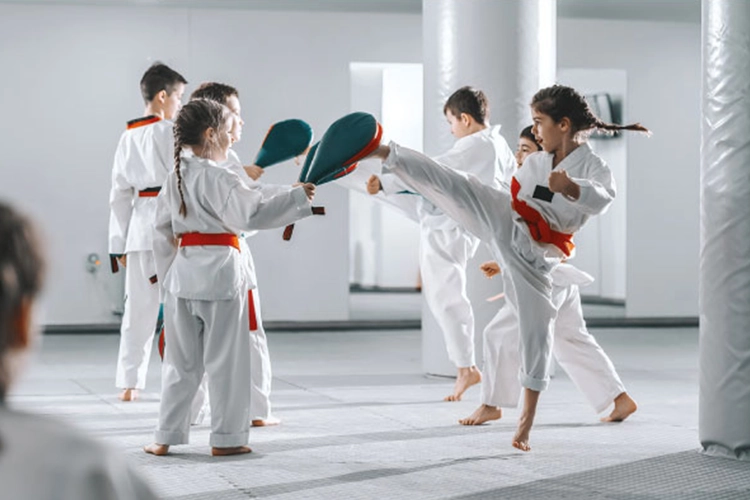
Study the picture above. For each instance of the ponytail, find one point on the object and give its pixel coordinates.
(191, 122)
(559, 101)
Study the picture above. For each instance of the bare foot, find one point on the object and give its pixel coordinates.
(521, 439)
(157, 449)
(530, 402)
(265, 422)
(234, 450)
(465, 379)
(483, 414)
(128, 395)
(624, 407)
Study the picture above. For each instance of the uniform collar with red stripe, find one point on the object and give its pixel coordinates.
(140, 122)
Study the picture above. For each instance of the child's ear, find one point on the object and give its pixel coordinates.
(22, 329)
(565, 124)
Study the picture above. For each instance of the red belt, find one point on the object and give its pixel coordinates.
(149, 192)
(538, 227)
(213, 239)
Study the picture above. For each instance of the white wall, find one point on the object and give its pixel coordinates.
(602, 243)
(70, 81)
(384, 243)
(662, 61)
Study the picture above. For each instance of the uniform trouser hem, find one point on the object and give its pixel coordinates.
(500, 404)
(468, 364)
(535, 384)
(229, 440)
(170, 438)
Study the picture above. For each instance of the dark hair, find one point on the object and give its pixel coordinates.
(214, 91)
(471, 101)
(528, 134)
(157, 78)
(559, 101)
(21, 272)
(193, 119)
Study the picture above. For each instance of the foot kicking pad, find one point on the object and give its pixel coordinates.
(284, 141)
(348, 140)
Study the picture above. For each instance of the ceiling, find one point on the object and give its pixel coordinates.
(654, 10)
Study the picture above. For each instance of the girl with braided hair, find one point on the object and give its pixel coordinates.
(201, 210)
(530, 229)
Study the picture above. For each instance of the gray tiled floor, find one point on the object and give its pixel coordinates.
(361, 421)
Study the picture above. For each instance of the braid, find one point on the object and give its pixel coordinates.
(559, 101)
(177, 151)
(192, 121)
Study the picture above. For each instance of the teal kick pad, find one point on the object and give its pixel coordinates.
(284, 141)
(347, 140)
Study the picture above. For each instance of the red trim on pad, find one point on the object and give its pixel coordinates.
(212, 239)
(369, 148)
(346, 171)
(538, 227)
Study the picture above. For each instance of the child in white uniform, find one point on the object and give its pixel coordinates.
(39, 457)
(531, 229)
(574, 347)
(445, 248)
(201, 211)
(142, 161)
(260, 366)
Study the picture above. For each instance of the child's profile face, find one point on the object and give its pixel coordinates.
(173, 102)
(459, 125)
(549, 134)
(233, 103)
(525, 148)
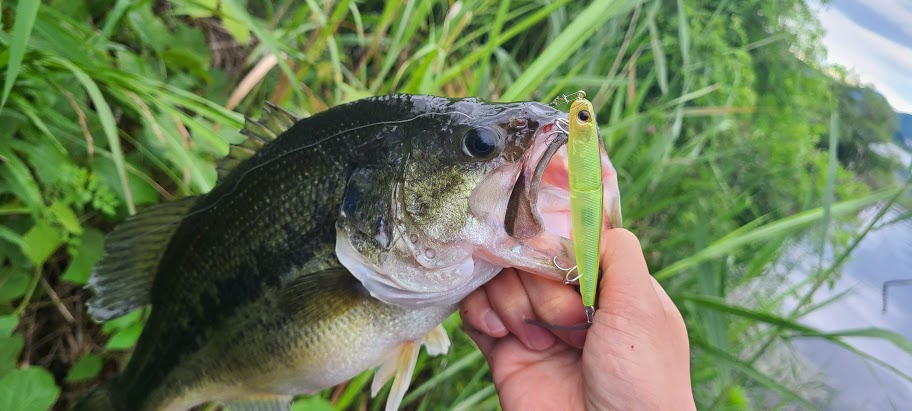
##########
* WHAT YOU SHOULD DO: Restate the listing word for word and drop the pictures.

* EXERCISE ANSWER:
Study the picture above. For each instance of the ponytail, find one point on the object and give its pixel coordinates.
(191, 122)
(559, 101)
Study the picture above. For each instance of the bare foot, find one point on the object and give its pixel coordinates.
(521, 439)
(157, 449)
(530, 402)
(265, 422)
(234, 450)
(465, 379)
(483, 414)
(128, 395)
(624, 407)
Study the picture above. For each instance of the uniform collar with red stripe, find one point on the object and give its pixel coordinates.
(140, 122)
Study the picture above. For each instance of the child's ear, find one point on the object and give its pixel coordinates.
(22, 329)
(565, 124)
Study the picture above. For each instance of the red belt, find one point on the object and give its pixel coordinates.
(149, 192)
(538, 227)
(213, 239)
Study the picture above. For each instance of the white wall, find one point on the object and give its pixel coordinates.
(602, 243)
(70, 81)
(384, 243)
(662, 61)
Study the picture above. For each instance of the uniform trouser hem, find one point on the object and give its pixel coordinates.
(500, 404)
(468, 364)
(535, 384)
(229, 440)
(170, 438)
Study the picture above. For each instance of the dark hair, find one point on the object and give its pixel coordinates.
(214, 91)
(471, 101)
(528, 134)
(157, 78)
(559, 101)
(21, 272)
(193, 119)
Study the picture above. For each instance of the foot kicking pad, find one point on the object and give its pixel coordinates.
(284, 141)
(348, 140)
Study the picture above. For each instance of the ceiling, find one point on the object and give its pixel coordinates.
(654, 10)
Study the picture above. For each instance of the girl with braided hair, find one point on the object and give its pixel coordinates.
(201, 210)
(530, 229)
Study the picture above. For each instance of the gray tiled floor, find one point on the object and give its pixel coordinates.
(361, 421)
Study the picture above. For each instance of the braid, find one point on the object and give its pixel coordinates.
(559, 101)
(177, 151)
(192, 121)
Study the picture above. For each instance of the teal kick pad, find one point on the object and give its pixel coordinates.
(284, 141)
(347, 140)
Study the picture above. For each instance of the red trim on pad, find one point on the object and give its pixel coordinates.
(212, 239)
(369, 148)
(346, 171)
(538, 227)
Study the picture above. For each instance of the child in white uniform, find one point on the object and give its pixel coordinates.
(39, 457)
(531, 229)
(574, 347)
(445, 248)
(201, 211)
(142, 161)
(260, 366)
Study the picture above. For each instance of the child's profile face, find one point on the object and give its pixel coordinates.
(173, 102)
(459, 125)
(549, 134)
(233, 103)
(525, 148)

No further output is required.